*WORK INSTRUCTIONS:*
Please pick out and copy every line in the material below that contains the string "positive". Case counts.

*** DATASET Section Begins ***

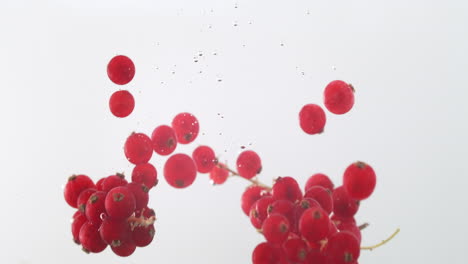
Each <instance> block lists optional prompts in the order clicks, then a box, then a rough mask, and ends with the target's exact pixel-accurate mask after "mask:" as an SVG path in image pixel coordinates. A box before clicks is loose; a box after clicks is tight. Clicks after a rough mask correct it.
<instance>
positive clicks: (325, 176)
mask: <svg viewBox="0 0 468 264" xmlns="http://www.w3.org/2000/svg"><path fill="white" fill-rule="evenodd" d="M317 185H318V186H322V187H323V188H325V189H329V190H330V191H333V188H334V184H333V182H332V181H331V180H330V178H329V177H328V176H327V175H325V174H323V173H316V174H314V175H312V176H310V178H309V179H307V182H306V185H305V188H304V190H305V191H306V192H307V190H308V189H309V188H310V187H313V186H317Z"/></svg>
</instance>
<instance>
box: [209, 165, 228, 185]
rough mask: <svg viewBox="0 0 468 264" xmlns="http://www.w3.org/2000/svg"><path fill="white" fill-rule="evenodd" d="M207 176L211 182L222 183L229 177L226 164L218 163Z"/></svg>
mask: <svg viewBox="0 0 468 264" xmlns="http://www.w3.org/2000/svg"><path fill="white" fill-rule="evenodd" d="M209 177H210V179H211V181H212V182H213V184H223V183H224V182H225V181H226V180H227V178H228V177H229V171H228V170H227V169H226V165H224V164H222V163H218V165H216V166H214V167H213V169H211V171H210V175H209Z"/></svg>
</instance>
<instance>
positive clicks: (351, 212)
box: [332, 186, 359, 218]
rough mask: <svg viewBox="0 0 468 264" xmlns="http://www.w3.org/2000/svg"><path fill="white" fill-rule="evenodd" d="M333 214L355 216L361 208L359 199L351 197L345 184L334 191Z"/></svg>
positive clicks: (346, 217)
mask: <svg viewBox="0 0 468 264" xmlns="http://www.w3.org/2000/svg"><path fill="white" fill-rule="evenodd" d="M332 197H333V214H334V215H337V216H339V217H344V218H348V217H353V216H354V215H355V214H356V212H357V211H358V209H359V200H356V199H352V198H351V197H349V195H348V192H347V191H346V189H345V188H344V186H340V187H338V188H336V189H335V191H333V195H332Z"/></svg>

*** DATASET Section Ends ***
*** DATASET Section Begins ***

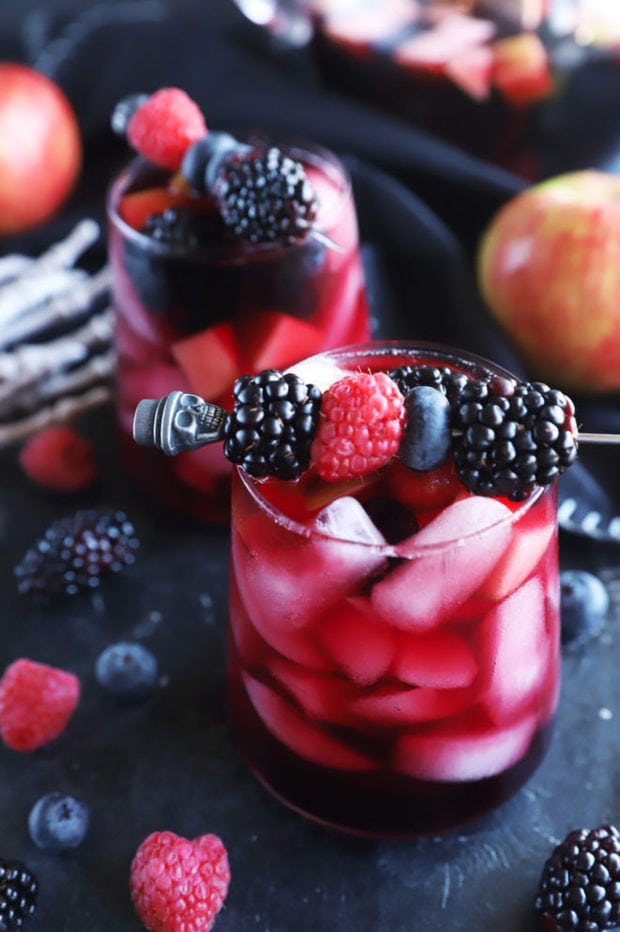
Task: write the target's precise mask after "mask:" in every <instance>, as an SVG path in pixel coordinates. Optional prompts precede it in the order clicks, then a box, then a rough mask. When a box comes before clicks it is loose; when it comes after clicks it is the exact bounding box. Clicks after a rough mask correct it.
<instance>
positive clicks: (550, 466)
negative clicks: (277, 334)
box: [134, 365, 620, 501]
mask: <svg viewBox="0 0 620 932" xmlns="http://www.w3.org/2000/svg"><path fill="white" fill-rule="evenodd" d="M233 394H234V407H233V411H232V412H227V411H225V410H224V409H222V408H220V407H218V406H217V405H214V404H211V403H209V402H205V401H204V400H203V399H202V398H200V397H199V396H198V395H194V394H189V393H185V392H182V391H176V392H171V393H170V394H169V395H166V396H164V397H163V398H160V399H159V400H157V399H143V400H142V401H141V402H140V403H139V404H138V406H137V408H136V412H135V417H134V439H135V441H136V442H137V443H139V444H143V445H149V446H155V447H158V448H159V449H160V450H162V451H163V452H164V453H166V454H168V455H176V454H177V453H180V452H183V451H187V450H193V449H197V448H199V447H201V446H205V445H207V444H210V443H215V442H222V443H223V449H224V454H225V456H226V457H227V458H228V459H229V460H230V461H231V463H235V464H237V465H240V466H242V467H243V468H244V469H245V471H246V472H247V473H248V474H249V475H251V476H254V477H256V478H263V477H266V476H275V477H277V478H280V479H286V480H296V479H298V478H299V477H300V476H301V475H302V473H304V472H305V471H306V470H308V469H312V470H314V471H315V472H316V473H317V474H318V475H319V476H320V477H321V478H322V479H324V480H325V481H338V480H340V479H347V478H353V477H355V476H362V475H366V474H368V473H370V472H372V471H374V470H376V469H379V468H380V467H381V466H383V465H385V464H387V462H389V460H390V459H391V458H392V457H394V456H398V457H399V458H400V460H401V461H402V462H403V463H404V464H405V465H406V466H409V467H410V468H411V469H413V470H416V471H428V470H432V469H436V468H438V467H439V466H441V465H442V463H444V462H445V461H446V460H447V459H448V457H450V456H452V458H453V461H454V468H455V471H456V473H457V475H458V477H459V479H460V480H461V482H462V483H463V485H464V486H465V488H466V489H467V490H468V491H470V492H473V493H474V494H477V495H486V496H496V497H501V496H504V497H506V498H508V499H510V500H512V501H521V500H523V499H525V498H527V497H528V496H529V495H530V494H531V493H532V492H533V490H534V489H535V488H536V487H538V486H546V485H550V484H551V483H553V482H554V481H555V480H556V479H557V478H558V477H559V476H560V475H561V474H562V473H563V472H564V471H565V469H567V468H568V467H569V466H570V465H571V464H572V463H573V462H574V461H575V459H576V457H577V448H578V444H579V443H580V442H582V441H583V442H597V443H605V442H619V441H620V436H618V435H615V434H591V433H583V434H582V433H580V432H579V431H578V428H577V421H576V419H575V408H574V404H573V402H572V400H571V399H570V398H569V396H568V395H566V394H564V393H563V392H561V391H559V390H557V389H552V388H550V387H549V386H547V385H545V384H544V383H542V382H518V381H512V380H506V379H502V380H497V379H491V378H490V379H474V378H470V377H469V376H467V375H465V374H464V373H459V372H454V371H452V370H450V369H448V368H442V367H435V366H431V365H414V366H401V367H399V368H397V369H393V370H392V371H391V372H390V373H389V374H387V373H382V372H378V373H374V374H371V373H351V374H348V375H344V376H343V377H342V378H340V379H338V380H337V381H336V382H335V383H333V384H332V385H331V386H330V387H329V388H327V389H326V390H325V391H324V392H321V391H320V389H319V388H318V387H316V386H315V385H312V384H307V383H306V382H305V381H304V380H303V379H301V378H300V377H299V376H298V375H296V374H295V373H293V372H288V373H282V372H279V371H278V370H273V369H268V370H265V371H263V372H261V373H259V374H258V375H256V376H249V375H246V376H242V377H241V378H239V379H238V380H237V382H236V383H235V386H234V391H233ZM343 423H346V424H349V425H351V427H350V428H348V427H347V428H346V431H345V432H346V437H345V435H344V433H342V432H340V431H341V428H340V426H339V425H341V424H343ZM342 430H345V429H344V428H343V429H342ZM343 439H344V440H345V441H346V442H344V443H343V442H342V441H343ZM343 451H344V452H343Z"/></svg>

*** DATASET Section Ends ***
*** DATASET Section Begins ***

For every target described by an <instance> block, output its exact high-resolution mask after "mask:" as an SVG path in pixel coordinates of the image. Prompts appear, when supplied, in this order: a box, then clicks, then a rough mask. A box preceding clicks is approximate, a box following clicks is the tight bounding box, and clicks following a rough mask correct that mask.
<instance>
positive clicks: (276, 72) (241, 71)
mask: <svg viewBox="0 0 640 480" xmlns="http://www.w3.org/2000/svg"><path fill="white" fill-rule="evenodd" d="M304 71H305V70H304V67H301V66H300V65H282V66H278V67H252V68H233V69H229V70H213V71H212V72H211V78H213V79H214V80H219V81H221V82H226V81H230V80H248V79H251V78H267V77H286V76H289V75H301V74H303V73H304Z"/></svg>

*** DATASET Section Ends ***

*OUTPUT FOR THIS EXERCISE:*
positive clicks: (325, 176)
positive clicks: (351, 212)
positive clicks: (346, 217)
positive clicks: (550, 466)
positive clicks: (276, 72) (241, 71)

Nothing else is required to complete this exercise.